= Task prompt =
Update every row below, replacing "trace the outline of" with "draw a polygon around" and keeping all other text unchanged. Leave the pictures out of your answer.

= Material supplied =
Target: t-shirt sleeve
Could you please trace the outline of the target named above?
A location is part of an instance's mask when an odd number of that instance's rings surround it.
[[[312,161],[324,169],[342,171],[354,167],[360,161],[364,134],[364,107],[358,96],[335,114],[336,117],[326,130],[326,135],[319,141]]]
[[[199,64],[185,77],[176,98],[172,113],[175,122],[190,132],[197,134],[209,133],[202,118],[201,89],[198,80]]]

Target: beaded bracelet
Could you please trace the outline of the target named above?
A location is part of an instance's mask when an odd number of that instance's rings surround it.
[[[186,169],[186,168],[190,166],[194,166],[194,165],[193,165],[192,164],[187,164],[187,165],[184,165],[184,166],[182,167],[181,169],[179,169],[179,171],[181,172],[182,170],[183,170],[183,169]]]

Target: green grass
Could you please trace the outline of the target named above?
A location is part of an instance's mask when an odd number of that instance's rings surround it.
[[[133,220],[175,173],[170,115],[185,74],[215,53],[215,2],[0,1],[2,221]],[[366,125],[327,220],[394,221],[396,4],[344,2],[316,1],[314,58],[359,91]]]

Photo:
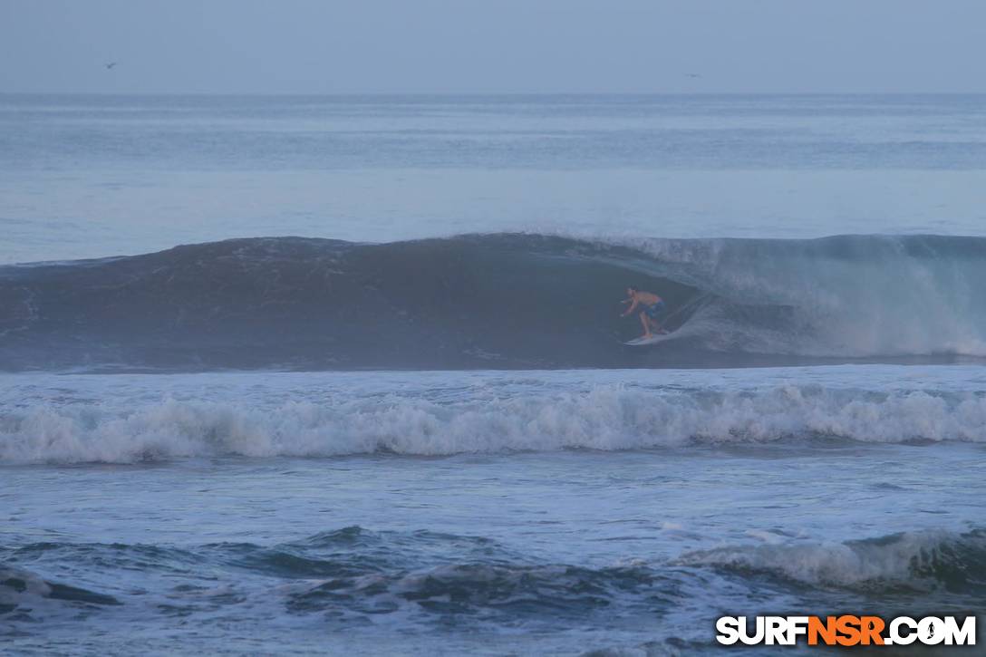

= Exercise output =
Target: t-shirt sleeve
Could you please draw a polygon around the target named above?
A location is part of an instance's mask when an odd number of that instance's rings surround it.
[[[312,161],[324,169],[342,171],[354,167],[360,161],[364,134],[364,107],[358,96],[335,114],[336,117],[326,130],[326,135],[319,141]]]
[[[199,64],[185,77],[176,98],[172,113],[175,122],[190,132],[197,134],[209,133],[202,118],[201,89],[198,80]]]

Target: beaded bracelet
Could you please draw a polygon around the target named above?
A location is part of an instance's mask when an odd number of that instance's rings surround it.
[[[186,169],[186,168],[190,166],[194,166],[194,165],[193,165],[192,164],[187,164],[187,165],[184,165],[184,166],[182,167],[181,169],[179,169],[179,171],[181,172],[182,170],[183,170],[183,169]]]

Target: green grass
Could you please draw a polygon around the target named above?
A location is part of an instance's mask when an odd number of that instance's rings surround it.
[[[133,220],[175,173],[170,115],[185,74],[215,53],[215,2],[0,1],[2,221]],[[366,125],[327,220],[394,221],[396,4],[344,2],[316,1],[314,58],[359,91]]]

Photo:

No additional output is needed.